> **SELECTED EXTRACT**:
*-*-*
Friedman joined the London bureau of United Press International after completing his Master's degree. He was dispatched a year later to Beirut, where he lived from June 1979 to May 1981 while covering the civil war there. He was hired by The New York Times as a reporter in 1981, and redispatched to Beirut at the start of the 1982 Israeli invasion of Lebanon. His coverage of the war, particularly the Sabra and Shatila massacre, won him the Pulitzer Prize for International Reporting (shared with Loren Jenkins of The Washington Post). Alongside David K. Shipler[clarification needed] he also won the George Polk Award for Foreign Reporting.
In June 1984, Friedman was transferred to Jerusalem, where he served as the Times Jerusalem Bureau Chief until February 1988. That year he received a second Pulitzer Prize for International Reporting, which cited his coverage of the First Palestinian Intifada. Afterward he wrote a book, From Beirut to Jerusalem, describing his experiences in the Middle East, which won the 1989 U.S. National Book Award for Nonfiction.
Friedman covered Secretary of State James Baker during the administration of United States President George H. W. Bush. Following the election of Bill Clinton in 1992, he became the White House correspondent for the Times. In 1994, he began to write more about foreign policy and economics, and moved to the op-ed page of The New York Times the following year as a foreign affairs columnist. In 2002, Friedman won the Pulitzer Prize for Commentary "for his clarity of vision, based on extensive reporting, in commenting on the worldwide impact of the terrorist threat."
In February 2002, Friedman met Saudi Crown Prince Abdullah and personally encouraged him to make his comprehensive attempt to end the Arab-Israeli conflict by normalizing Arab relations with Israel in exchange for the return of refugees alongside an end to the Israel territorial occupations. Abdullah proposed the Arab Peace Initiative at the Beirut Summit that March, which Friedman has strongly supported since.
Friedman has won the Pulitzer Prize three times:
In addition, in 2005 he was elected as a member of the Pulitzer Prize Board.
Friedman first discussed his views on globalization in the 2000 book The Lexus and the Olive Tree. In 2004, a visit to Bangalore, India, and Dalian, China, gave Friedman new insights into the continuing trends of globalization and the forces behind the process, leading him to write a follow-up analysis, The World Is Flat.
One of Friedman's theses states that individual countries must sacrifice some degree of economic sovereignty to global institutions (such as capital markets and multinational corporations), a situation he has termed the "golden straitjacket."
While Friedman is an advocate of globalization, he also points out (in The Lexus and the Olive Tree) the need for a country to preserve its local traditions, a process he termed 'glocalization', although the term was already in use by most social anthropology theorists.
*-*-*
> **WRITTEN REQUEST 1**: Please list every book title named in the passage about Friedman.
> **WRITTEN REQUEST 2**:
Answer these from the passage about Friedman:
(a) During which months and years did he live in Beirut while with United Press International?
(b) What award did From Beirut to Jerusalem win?
(c) What did he call the situation in which countries give up some economic sovereignty to global institutions?

> **RECORDED DATA**:
*-*-*
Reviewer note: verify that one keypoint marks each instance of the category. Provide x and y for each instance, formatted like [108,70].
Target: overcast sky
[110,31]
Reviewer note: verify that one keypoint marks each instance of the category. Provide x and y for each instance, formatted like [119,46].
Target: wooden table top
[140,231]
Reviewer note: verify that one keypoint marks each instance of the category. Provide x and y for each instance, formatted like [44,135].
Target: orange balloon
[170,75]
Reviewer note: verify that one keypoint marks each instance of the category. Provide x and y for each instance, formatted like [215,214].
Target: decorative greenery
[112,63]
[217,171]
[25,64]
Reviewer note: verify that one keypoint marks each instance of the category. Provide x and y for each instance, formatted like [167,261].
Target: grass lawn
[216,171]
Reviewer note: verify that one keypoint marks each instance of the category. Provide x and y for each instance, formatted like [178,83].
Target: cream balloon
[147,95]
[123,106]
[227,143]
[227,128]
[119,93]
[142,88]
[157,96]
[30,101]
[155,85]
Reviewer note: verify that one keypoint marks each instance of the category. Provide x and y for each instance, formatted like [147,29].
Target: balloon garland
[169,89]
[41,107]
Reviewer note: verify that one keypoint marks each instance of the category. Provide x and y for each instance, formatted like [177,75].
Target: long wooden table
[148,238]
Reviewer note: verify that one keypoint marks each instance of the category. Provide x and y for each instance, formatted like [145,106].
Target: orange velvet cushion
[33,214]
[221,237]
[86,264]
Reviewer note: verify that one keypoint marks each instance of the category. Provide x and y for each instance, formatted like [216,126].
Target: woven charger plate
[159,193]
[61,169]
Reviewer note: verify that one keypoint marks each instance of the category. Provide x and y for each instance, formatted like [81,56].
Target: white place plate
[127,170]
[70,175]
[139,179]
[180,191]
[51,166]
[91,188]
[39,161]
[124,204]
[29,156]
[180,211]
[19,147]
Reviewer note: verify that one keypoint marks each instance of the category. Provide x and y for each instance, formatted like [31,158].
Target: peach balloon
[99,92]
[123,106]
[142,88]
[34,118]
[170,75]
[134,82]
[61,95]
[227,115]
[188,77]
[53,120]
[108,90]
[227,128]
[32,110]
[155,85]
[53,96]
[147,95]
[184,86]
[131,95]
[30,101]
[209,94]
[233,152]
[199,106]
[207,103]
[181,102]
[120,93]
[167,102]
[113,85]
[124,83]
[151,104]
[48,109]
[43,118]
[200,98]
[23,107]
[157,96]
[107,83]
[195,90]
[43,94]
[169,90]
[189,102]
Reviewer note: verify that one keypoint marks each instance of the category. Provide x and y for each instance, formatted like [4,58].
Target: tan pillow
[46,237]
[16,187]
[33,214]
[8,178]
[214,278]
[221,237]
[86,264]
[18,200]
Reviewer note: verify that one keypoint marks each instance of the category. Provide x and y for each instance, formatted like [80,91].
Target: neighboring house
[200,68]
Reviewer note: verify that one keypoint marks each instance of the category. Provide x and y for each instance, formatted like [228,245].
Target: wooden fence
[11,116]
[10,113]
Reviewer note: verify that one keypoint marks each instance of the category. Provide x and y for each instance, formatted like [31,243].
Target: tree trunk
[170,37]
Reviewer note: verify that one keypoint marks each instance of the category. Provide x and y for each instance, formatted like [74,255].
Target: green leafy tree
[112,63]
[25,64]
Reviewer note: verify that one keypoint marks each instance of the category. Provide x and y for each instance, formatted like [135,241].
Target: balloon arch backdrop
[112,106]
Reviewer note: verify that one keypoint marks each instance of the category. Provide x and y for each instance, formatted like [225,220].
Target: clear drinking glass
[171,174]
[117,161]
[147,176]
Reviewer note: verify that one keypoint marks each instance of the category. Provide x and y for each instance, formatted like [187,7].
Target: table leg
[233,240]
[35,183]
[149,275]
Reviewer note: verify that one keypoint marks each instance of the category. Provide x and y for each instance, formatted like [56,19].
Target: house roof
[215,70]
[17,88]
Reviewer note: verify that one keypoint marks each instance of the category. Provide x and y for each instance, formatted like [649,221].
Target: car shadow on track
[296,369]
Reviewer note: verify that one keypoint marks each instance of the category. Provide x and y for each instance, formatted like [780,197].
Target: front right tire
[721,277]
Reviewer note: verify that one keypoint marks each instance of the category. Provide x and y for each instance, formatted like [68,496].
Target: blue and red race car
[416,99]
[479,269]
*-*-*
> **OUTPUT 1**:
- From Beirut to Jerusalem
- The Lexus and the Olive Tree
- The World Is Flat

> **OUTPUT 2**:
(a) June 1979 to May 1981
(b) The 1989 U.S. National Book Award for Nonfiction
(c) The "golden straitjacket"